_The input_
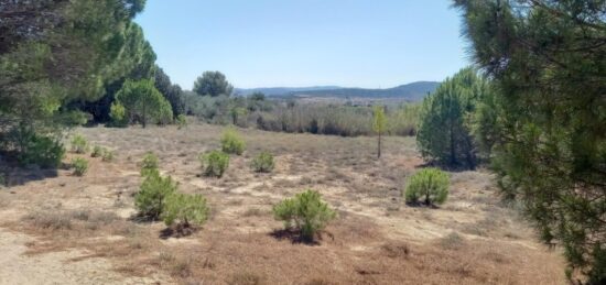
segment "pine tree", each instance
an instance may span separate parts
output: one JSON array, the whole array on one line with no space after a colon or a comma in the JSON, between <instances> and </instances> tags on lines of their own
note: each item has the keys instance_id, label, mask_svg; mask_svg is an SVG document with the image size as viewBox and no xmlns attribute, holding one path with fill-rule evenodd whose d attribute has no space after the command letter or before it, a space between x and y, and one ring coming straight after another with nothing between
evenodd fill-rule
<instances>
[{"instance_id":1,"label":"pine tree","mask_svg":"<svg viewBox=\"0 0 606 285\"><path fill-rule=\"evenodd\" d=\"M455 7L498 90L479 133L502 193L522 202L544 242L562 245L570 277L606 284L606 1Z\"/></svg>"}]
</instances>

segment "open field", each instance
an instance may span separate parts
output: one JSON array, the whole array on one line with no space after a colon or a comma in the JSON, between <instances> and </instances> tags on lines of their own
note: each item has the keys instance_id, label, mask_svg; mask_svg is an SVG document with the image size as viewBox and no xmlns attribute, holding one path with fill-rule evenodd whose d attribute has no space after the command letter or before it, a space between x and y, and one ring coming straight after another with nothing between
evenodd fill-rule
<instances>
[{"instance_id":1,"label":"open field","mask_svg":"<svg viewBox=\"0 0 606 285\"><path fill-rule=\"evenodd\" d=\"M240 130L247 152L232 156L223 178L201 176L197 155L219 146L221 130L78 129L116 160L89 158L84 177L9 172L0 284L565 284L560 253L534 241L485 172L451 173L441 208L405 206L405 177L423 164L414 138L387 138L377 160L374 138ZM277 168L255 174L249 162L263 150ZM130 219L147 151L181 191L208 198L201 231L167 237L161 222ZM313 245L277 237L282 224L270 211L305 188L338 211Z\"/></svg>"}]
</instances>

_What the exercise asks_
Copy every record above word for word, leaving out the pictures.

_Worked answer_
segment "pine tree", each instance
an instance may span separate parts
output: one JSON array, the whole array on one line with no space after a colon or a comma in the JSON, between <instances> and </instances> tags on lines of their own
note: each item has the keys instance_id, label, mask_svg; mask_svg is an SVG document with the image size as viewBox and no xmlns attribute, holding one path with fill-rule evenodd whose d attribute has no space after the command letter or before it, a space between x and y, and one ring coming straight after another with nothing between
evenodd fill-rule
<instances>
[{"instance_id":1,"label":"pine tree","mask_svg":"<svg viewBox=\"0 0 606 285\"><path fill-rule=\"evenodd\" d=\"M455 7L498 90L479 133L502 193L522 202L544 242L562 245L570 277L606 284L606 1Z\"/></svg>"}]
</instances>

segment "open field", each instance
an instance may span separate parts
output: one JSON array, the whole array on one line with no space after a colon or a comma in the JSON, between <instances> and </instances> tags on lines of their own
note: each item has the keys instance_id, label, mask_svg; mask_svg is an SVG document with the image size as viewBox and no xmlns attribute, holding one path with fill-rule evenodd whose d attribute has no space after the command letter or before it, a space between x and y, and one ring coming straight after another with nothing between
evenodd fill-rule
<instances>
[{"instance_id":1,"label":"open field","mask_svg":"<svg viewBox=\"0 0 606 285\"><path fill-rule=\"evenodd\" d=\"M240 130L247 152L232 156L223 178L201 176L197 155L219 146L221 130L78 129L116 160L89 158L84 177L9 172L0 284L565 284L560 253L534 241L485 172L451 173L441 208L405 206L405 177L423 164L414 138L387 138L377 160L374 138ZM277 168L255 174L249 162L263 150ZM130 219L147 151L181 191L208 198L201 231L167 237L161 222ZM313 245L277 237L282 224L270 211L305 188L338 211Z\"/></svg>"}]
</instances>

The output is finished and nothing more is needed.